- Required actions
(a) For each statement, say yes or no depending on whether it agrees with the forum thread on livestock guard dogs, and quote the thread's words that decide it: (i) the family owns close to 75 acres; (ii) most of the fenced land is pasture; (iii) the poster already has a Billy goat.
(b) Write the next part of the forum thread about livestock guard dogs, picking up from its final line.

# Do I need a Livestock Guard Dog or Just a Farm Dog



## bgrave03 (Mar 21, 2017)

First of all I love the forum. its a wealth of information, so I decided to register and join in. Its my first post. I have done a lot of searching and I feel that I fall on the borderline of the need. Here's my story.

I'm starting a farming adventure after years of just hunting our farm. My family owns close to 75 acres which is mixed with some pasture and some scrubby woods (cedars and poor soil and rocky). We have a few stands of hardwood timber but its mostly overgrown with cedar and undergrowth. I've cut a lot of the cedar logs off of the farm and its overgrown with browse. I primarily was creating deer bedding habitat, which worked. Its thick now that I opened up the canopy and let the light in.

This year with my kids getting older (6yo and 2yo) we decided to venture into livestock. I fenced off around 8 acres with the plans to soon fence off another 8 that will join it. It has about 3-4 acres of pasture and the rest is woods. We are building a shed for the goats and plan to bail hay this year.

I have two yearling steers that we plan to pasture through the fall and slaughter in December. Six or so chickens and I've also bought 4 yearling kiko cross and two 2yr old nannies with plans to build up to around 20 or so and get a Billy next year.

I have solid fences and have wired cedar logs to the bottom of the fence in areas where I see that dogs/coyotes have crossed. I plan to go around and do that more as I continue to grow my herd.

I feel like the land will support that many goats based on what I've read. Especially when I fence off the additional 8 or so acres and have a place to alternate them as needed.

Should I consider getting a LGD and if so when?

I want a dog that's going to be safe around my two kids. I thought about the GP, but reading about them getting bored and digging out has shied me away.

I hope I added enough context to help.


----------



## Maura (Jun 6, 2004)

- Supplied information

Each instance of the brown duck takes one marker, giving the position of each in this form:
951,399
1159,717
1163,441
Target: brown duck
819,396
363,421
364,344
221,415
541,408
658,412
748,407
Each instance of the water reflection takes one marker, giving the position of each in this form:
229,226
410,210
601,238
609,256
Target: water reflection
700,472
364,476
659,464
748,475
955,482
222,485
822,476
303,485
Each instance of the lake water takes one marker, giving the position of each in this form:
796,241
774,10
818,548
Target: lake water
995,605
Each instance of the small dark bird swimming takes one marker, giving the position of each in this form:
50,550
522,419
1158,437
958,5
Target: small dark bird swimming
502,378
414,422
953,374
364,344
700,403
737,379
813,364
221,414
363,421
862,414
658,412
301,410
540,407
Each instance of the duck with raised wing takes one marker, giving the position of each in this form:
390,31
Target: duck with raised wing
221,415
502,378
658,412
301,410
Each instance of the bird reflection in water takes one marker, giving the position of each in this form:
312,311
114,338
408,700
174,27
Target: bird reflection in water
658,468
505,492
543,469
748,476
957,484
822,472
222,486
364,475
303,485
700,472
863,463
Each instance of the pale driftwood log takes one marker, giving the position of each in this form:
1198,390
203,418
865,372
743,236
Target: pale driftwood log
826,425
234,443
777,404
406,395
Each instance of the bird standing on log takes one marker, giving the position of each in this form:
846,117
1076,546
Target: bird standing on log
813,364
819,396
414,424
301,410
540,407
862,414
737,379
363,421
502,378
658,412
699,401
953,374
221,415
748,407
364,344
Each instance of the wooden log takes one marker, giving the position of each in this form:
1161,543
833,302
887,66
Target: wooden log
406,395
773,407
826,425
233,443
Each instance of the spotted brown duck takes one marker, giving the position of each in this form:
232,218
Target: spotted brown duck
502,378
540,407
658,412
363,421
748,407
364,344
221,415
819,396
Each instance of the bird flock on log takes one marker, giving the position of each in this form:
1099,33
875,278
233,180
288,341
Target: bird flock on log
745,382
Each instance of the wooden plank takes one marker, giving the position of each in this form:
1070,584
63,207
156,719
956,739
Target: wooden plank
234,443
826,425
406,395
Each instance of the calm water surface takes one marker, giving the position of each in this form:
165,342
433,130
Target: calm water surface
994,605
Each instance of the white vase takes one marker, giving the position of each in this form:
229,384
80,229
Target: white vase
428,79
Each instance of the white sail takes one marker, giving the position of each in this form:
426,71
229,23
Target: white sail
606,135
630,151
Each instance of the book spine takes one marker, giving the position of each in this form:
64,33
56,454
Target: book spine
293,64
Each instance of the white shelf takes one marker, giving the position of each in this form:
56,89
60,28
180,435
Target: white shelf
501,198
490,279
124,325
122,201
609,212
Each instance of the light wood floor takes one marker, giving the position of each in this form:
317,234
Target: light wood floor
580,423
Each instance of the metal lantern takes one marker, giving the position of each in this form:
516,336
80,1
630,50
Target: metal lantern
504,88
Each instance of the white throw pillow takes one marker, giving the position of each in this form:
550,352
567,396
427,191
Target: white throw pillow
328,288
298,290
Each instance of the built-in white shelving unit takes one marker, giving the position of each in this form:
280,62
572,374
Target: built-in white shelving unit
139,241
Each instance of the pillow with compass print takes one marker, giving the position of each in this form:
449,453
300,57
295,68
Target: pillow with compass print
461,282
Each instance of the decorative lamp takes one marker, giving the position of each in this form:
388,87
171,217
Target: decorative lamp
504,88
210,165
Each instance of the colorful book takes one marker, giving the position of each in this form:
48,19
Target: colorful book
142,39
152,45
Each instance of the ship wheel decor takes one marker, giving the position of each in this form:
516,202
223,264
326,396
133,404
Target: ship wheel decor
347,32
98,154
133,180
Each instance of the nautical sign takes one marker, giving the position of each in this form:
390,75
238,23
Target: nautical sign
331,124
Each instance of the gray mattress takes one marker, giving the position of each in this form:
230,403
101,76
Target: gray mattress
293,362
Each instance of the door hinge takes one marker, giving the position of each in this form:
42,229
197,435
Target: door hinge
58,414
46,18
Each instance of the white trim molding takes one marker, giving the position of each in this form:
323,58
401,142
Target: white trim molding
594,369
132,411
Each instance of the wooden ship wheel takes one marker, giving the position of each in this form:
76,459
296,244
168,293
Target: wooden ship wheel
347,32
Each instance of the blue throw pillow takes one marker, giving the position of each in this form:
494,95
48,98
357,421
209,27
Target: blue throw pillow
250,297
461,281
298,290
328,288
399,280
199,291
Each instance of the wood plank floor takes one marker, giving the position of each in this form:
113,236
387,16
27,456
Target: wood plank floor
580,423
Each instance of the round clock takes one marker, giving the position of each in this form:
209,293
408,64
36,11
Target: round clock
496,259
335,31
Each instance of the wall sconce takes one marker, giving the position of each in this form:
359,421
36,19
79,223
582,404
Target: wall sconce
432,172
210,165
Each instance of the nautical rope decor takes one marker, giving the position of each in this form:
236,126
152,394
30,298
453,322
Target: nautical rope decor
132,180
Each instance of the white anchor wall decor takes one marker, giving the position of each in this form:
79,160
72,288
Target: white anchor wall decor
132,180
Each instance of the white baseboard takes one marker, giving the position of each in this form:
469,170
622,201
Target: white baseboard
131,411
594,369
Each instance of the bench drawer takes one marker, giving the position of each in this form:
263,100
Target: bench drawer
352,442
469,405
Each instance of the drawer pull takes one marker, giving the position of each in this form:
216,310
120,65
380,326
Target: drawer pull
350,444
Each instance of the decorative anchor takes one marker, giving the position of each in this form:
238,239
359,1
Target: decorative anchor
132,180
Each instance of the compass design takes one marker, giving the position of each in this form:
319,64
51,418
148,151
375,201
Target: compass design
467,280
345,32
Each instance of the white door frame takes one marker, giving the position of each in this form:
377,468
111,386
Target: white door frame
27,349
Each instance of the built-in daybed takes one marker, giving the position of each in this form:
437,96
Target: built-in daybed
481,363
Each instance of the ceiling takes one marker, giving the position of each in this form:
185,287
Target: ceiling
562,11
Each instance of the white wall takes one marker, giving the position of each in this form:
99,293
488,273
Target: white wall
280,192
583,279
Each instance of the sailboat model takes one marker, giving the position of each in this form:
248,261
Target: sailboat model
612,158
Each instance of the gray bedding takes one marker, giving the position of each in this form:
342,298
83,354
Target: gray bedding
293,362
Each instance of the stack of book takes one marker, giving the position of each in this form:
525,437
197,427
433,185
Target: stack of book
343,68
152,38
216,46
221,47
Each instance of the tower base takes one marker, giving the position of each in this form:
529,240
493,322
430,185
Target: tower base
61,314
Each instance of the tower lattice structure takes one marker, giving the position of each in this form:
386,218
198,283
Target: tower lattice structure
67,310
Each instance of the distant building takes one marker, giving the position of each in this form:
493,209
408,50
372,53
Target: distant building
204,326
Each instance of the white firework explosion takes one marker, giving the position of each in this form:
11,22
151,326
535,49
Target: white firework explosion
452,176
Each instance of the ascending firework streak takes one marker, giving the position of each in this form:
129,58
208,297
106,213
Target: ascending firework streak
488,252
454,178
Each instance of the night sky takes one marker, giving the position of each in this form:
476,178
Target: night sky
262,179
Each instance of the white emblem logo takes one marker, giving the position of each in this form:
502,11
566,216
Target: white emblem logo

- Answers given
(a)
(i) Yes: "My family owns close to 75 acres"
(ii) No: "It has about 3-4 acres of pasture and the rest is woods."
(iii) No: "with plans to build up to around 20 or so and get a Billy next year."

(b)
If you put up electric fencing you probably won't need a dog. Since you already have solid fencing up, consider putting a wire across the top and one along the bottom. With one along the bottom you wouldn't need to stuff logs in the low spots.


----------



## krackin (Nov 2, 2014)

First thing. You do this. Keep doing this. You sound exactly like a few of us here that have been for years. You have a solid plan for field. 

Start with elec fence if you can. My dogs tell me when there is a problem where Walt's dogs drag the problem home, in pieces. Gerold's dogs sell what they can for BBQ. I'm tryin' to get a cross breed to bring BBQ home in pieces.


----------



## Justuhick (Jul 23, 2017)

bgrave03 said:


> First of all I love the forum. its a wealth of information, so I decided to register and join in. Its my first post. I have done a lot of searching and I feel that I fall on the borderline of the need. Here's my story.
> 
> I'm starting a farming adventure after years of just hunting our farm. My family owns close to 75 acres which is mixed with some pasture and some scrubby woods (cedars and poor soil and rocky). We have a few stands of hardwood timber but its mostly overgrown with cedar and undergrowth. I've cut a lot of the cedar logs off of the farm and its overgrown with browse. I primarily was creating deer bedding habitat, which worked. Its thick now that I opened up the canopy and let the light in.
> 
> ...


Hi, I read up to the word livestock. Get two dogs. One of each. Train the livestock dog to stay outside. And choose a big breed. A friend of mine has three herding dogs. One nice and close to the house and the other two, well keep your distance. They stay in the fields he farms. Fenced off course. That's about 4 acres.


----------



## ShannonR (Nov 28, 2012)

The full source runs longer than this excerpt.